### THE TASK
Pick out and copy each line of the listing below that contains the string "window", where uppercase and lowercase letters must match.

[Labeling and segmentation records]
■ ■ ■ ■

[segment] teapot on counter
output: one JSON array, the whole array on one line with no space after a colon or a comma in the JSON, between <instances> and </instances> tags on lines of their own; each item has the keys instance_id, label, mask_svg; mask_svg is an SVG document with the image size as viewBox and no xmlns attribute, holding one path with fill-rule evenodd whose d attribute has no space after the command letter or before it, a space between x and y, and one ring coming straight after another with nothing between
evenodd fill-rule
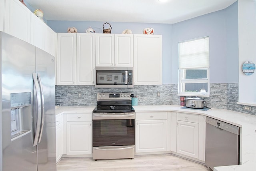
<instances>
[{"instance_id":1,"label":"teapot on counter","mask_svg":"<svg viewBox=\"0 0 256 171\"><path fill-rule=\"evenodd\" d=\"M92 27L90 27L88 28L87 30L85 30L85 32L86 33L95 33L95 31Z\"/></svg>"}]
</instances>

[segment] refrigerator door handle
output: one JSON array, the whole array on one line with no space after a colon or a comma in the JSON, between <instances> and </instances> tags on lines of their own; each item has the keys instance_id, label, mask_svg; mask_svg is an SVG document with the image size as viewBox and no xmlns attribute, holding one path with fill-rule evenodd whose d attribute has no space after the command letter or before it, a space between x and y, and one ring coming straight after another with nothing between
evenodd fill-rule
<instances>
[{"instance_id":1,"label":"refrigerator door handle","mask_svg":"<svg viewBox=\"0 0 256 171\"><path fill-rule=\"evenodd\" d=\"M37 145L37 143L39 137L40 133L40 127L42 119L42 109L41 107L41 98L40 93L40 87L39 84L37 79L37 74L33 73L33 83L36 89L36 133L34 138L34 143L33 145L35 146ZM34 99L35 100L35 99Z\"/></svg>"},{"instance_id":2,"label":"refrigerator door handle","mask_svg":"<svg viewBox=\"0 0 256 171\"><path fill-rule=\"evenodd\" d=\"M37 74L37 78L39 84L39 87L40 88L40 93L41 95L41 104L42 109L42 121L41 122L41 126L40 127L40 133L39 135L39 139L38 139L38 143L41 142L41 139L43 135L43 129L44 128L44 91L43 91L43 86L42 84L42 81L40 78L40 76L39 74Z\"/></svg>"}]
</instances>

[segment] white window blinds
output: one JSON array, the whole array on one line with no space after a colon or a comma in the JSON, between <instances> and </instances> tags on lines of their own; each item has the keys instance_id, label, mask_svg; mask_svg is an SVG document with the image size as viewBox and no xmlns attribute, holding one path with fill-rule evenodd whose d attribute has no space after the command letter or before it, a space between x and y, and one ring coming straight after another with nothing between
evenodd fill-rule
<instances>
[{"instance_id":1,"label":"white window blinds","mask_svg":"<svg viewBox=\"0 0 256 171\"><path fill-rule=\"evenodd\" d=\"M179 69L209 68L209 37L179 42Z\"/></svg>"}]
</instances>

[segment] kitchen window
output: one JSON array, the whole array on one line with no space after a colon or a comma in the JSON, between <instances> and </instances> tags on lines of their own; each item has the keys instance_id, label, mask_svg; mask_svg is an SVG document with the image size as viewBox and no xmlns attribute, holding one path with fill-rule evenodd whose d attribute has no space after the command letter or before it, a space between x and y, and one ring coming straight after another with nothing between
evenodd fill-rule
<instances>
[{"instance_id":1,"label":"kitchen window","mask_svg":"<svg viewBox=\"0 0 256 171\"><path fill-rule=\"evenodd\" d=\"M178 45L178 95L209 96L209 37L180 42Z\"/></svg>"}]
</instances>

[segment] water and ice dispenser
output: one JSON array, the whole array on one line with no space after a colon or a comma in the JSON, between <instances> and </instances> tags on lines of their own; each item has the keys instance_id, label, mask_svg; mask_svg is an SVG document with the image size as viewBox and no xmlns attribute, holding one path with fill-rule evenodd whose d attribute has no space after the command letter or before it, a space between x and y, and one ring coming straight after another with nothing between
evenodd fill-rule
<instances>
[{"instance_id":1,"label":"water and ice dispenser","mask_svg":"<svg viewBox=\"0 0 256 171\"><path fill-rule=\"evenodd\" d=\"M11 138L14 140L32 130L31 92L11 93Z\"/></svg>"}]
</instances>

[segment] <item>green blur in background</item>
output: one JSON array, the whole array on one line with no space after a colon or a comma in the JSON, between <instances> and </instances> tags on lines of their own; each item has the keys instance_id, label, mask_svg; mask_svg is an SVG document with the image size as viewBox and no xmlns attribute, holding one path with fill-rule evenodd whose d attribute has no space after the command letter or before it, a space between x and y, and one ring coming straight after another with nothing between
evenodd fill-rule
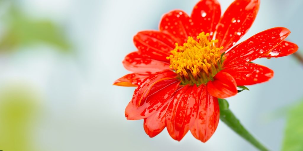
<instances>
[{"instance_id":1,"label":"green blur in background","mask_svg":"<svg viewBox=\"0 0 303 151\"><path fill-rule=\"evenodd\" d=\"M132 43L132 35L146 29L156 29L160 17L172 9L182 8L189 12L198 0L174 1L173 3L171 1L153 2L154 1L135 0L131 2L119 1L118 4L109 0L89 2L81 0L57 0L52 2L53 1L0 0L0 10L2 10L0 12L0 150L98 151L120 149L120 150L153 150L174 149L177 151L193 148L213 150L224 147L221 150L255 150L239 137L232 137L238 140L229 139L232 137L228 133L231 130L224 129L222 127L224 126L220 124L209 142L205 144L189 137L185 137L180 142L175 142L165 133L167 133L165 130L159 136L149 138L143 130L142 121L128 122L124 117L124 109L133 89L126 91L124 88L111 85L119 75L128 73L123 69L121 62L126 54L135 50ZM228 6L227 4L232 1L219 1L226 8ZM264 2L262 7L277 7L278 12L281 9L279 7L283 5L282 3L276 3L274 0L261 1ZM190 5L184 4L187 4L185 1ZM302 3L301 5L295 5L299 1L292 2L292 7L303 6ZM37 17L29 13L32 10L31 4L44 2L53 4L49 6L53 8L52 12L64 12L65 8L60 8L61 6L76 8L69 11L72 13L63 13L65 17L58 14L49 15L59 18L58 20L51 18ZM152 5L150 7L146 6L148 5L145 3ZM172 3L173 4L171 5ZM278 6L280 3L280 6ZM47 5L45 5L47 8ZM117 8L122 10L118 11ZM79 8L83 10L78 10ZM261 10L267 11L267 9L272 8L261 7ZM293 11L296 10L295 8L289 10L291 12L288 15L295 16L290 14L294 13ZM156 9L159 10L153 14L152 11ZM39 14L38 11L35 11ZM121 14L120 11L132 14ZM138 12L143 14L140 16ZM266 16L270 14L263 13L263 15L268 18L272 16ZM69 18L70 20L65 20ZM122 21L120 22L120 20ZM281 23L279 18L276 20L280 20L277 24L287 22ZM69 24L68 21L73 24ZM260 22L259 21L256 21ZM274 24L274 21L272 22ZM70 29L67 27L76 29ZM257 27L259 31L272 27ZM101 31L95 29L98 28ZM295 34L303 34L298 30L291 29ZM121 41L117 39L118 36L123 40ZM111 43L113 41L115 43ZM299 46L302 46L301 43L295 42ZM301 54L302 52L299 53ZM283 61L288 62L295 59L291 56L287 57L288 59ZM293 62L287 64L297 66L296 69L301 70L294 72L300 75L303 70L301 65L295 60ZM286 68L279 68L279 71L275 70L275 73L287 72L283 70ZM285 83L287 82L282 84ZM296 83L290 83L294 87L298 86ZM268 85L265 85L268 86L274 86L273 83L266 84ZM280 84L278 85L284 86ZM256 103L255 106L258 107L260 102L269 101L263 98L268 96L268 94L259 95L258 91L253 93L254 89L260 87L249 88L250 92L241 92L241 95L251 93L255 97L251 99L255 100L248 101L248 98L241 100L241 102L255 100L257 102L261 99ZM293 91L298 90L296 88ZM301 95L298 93L296 94ZM249 96L247 97L251 98ZM303 150L303 101L298 99L292 99L289 102L288 100L280 101L287 104L280 106L286 106L289 109L285 110L286 116L280 117L285 121L283 123L285 126L281 126L284 127L284 131L279 132L283 134L283 140L273 142L264 136L260 138L261 142L265 141L265 144L270 144L268 145L270 149ZM232 101L229 102L230 107L235 108ZM245 115L246 111L239 109L248 111L251 107L248 106L239 107L238 110L234 108L236 116L240 114L241 118L239 119L244 120L242 123L245 126L251 124L248 121L261 125L255 119L246 118ZM252 106L251 108L254 106ZM271 106L265 114L275 113L279 107ZM260 115L256 113L252 114L256 118L265 114L260 113ZM253 133L257 133L250 131ZM258 134L261 132L259 132ZM220 133L224 134L218 133ZM278 137L280 136L277 135ZM255 135L258 137L258 135ZM273 139L276 137L273 135L269 137ZM233 142L236 145L229 145ZM218 144L221 145L217 145Z\"/></svg>"}]
</instances>

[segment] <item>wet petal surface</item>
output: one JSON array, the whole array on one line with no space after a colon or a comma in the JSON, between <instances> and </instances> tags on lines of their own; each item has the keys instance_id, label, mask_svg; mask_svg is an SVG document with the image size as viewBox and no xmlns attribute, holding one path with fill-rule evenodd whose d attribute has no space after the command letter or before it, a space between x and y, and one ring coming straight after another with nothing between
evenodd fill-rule
<instances>
[{"instance_id":1,"label":"wet petal surface","mask_svg":"<svg viewBox=\"0 0 303 151\"><path fill-rule=\"evenodd\" d=\"M136 89L132 99L125 110L128 120L146 118L169 103L180 81L173 76L169 77L168 74L149 77Z\"/></svg>"},{"instance_id":2,"label":"wet petal surface","mask_svg":"<svg viewBox=\"0 0 303 151\"><path fill-rule=\"evenodd\" d=\"M260 0L236 0L227 8L217 27L215 39L222 53L229 49L251 26L260 6Z\"/></svg>"},{"instance_id":3,"label":"wet petal surface","mask_svg":"<svg viewBox=\"0 0 303 151\"><path fill-rule=\"evenodd\" d=\"M194 7L191 16L192 21L191 24L197 29L195 33L198 34L204 31L205 33L209 33L210 36L208 38L210 40L212 38L216 26L221 17L221 8L218 1L202 0Z\"/></svg>"},{"instance_id":4,"label":"wet petal surface","mask_svg":"<svg viewBox=\"0 0 303 151\"><path fill-rule=\"evenodd\" d=\"M274 48L268 54L262 56L262 58L278 57L291 55L298 51L299 47L295 43L284 40Z\"/></svg>"},{"instance_id":5,"label":"wet petal surface","mask_svg":"<svg viewBox=\"0 0 303 151\"><path fill-rule=\"evenodd\" d=\"M214 79L207 83L207 90L211 95L224 98L237 94L236 81L229 73L220 71L214 77Z\"/></svg>"},{"instance_id":6,"label":"wet petal surface","mask_svg":"<svg viewBox=\"0 0 303 151\"><path fill-rule=\"evenodd\" d=\"M220 109L218 99L210 94L206 86L200 85L198 92L198 114L190 131L196 138L205 142L217 129Z\"/></svg>"},{"instance_id":7,"label":"wet petal surface","mask_svg":"<svg viewBox=\"0 0 303 151\"><path fill-rule=\"evenodd\" d=\"M180 141L189 130L197 115L197 87L187 85L174 96L166 112L167 131L174 139Z\"/></svg>"},{"instance_id":8,"label":"wet petal surface","mask_svg":"<svg viewBox=\"0 0 303 151\"><path fill-rule=\"evenodd\" d=\"M257 34L227 52L223 66L227 68L252 61L269 53L290 33L287 28L276 27Z\"/></svg>"},{"instance_id":9,"label":"wet petal surface","mask_svg":"<svg viewBox=\"0 0 303 151\"><path fill-rule=\"evenodd\" d=\"M150 76L136 73L128 74L115 81L113 85L119 86L137 86Z\"/></svg>"},{"instance_id":10,"label":"wet petal surface","mask_svg":"<svg viewBox=\"0 0 303 151\"><path fill-rule=\"evenodd\" d=\"M138 33L134 37L134 43L146 57L168 62L166 57L175 47L175 40L160 31L147 31Z\"/></svg>"},{"instance_id":11,"label":"wet petal surface","mask_svg":"<svg viewBox=\"0 0 303 151\"><path fill-rule=\"evenodd\" d=\"M128 70L142 74L151 74L170 69L170 63L151 59L138 51L127 55L122 63Z\"/></svg>"},{"instance_id":12,"label":"wet petal surface","mask_svg":"<svg viewBox=\"0 0 303 151\"><path fill-rule=\"evenodd\" d=\"M253 63L246 63L227 68L221 71L228 73L238 85L251 85L267 81L274 76L274 71L267 67Z\"/></svg>"}]
</instances>

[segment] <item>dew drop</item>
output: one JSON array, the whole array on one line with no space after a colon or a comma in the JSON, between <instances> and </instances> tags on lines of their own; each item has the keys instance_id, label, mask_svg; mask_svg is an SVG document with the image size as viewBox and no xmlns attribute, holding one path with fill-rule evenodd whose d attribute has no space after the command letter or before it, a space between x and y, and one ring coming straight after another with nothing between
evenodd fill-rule
<instances>
[{"instance_id":1,"label":"dew drop","mask_svg":"<svg viewBox=\"0 0 303 151\"><path fill-rule=\"evenodd\" d=\"M262 54L262 53L263 53L264 52L264 51L263 50L263 49L260 49L260 53L261 53L261 54Z\"/></svg>"},{"instance_id":2,"label":"dew drop","mask_svg":"<svg viewBox=\"0 0 303 151\"><path fill-rule=\"evenodd\" d=\"M251 75L252 74L252 73L248 73L248 74L246 74L246 75L245 75L245 76L246 76L246 77L248 78L248 77L250 76L251 76Z\"/></svg>"},{"instance_id":3,"label":"dew drop","mask_svg":"<svg viewBox=\"0 0 303 151\"><path fill-rule=\"evenodd\" d=\"M236 20L236 19L235 18L233 18L232 19L231 19L231 22L232 23L235 23L236 22L237 22L237 20Z\"/></svg>"},{"instance_id":4,"label":"dew drop","mask_svg":"<svg viewBox=\"0 0 303 151\"><path fill-rule=\"evenodd\" d=\"M206 16L206 13L205 12L205 11L203 10L201 11L201 16L202 16L202 17L205 17L205 16Z\"/></svg>"}]
</instances>

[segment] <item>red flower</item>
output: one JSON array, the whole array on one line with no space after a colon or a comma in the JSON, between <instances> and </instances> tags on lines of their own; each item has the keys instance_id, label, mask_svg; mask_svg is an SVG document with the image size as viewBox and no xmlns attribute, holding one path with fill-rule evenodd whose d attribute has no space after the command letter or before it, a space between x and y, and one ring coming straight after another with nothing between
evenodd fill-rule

■ ■ ■ ■

### FINAL RESULT
[segment] white window blinds
[{"instance_id":1,"label":"white window blinds","mask_svg":"<svg viewBox=\"0 0 256 171\"><path fill-rule=\"evenodd\" d=\"M179 69L209 68L209 37L179 42Z\"/></svg>"}]
[segment] kitchen window
[{"instance_id":1,"label":"kitchen window","mask_svg":"<svg viewBox=\"0 0 256 171\"><path fill-rule=\"evenodd\" d=\"M178 45L178 95L209 96L209 37L180 42Z\"/></svg>"}]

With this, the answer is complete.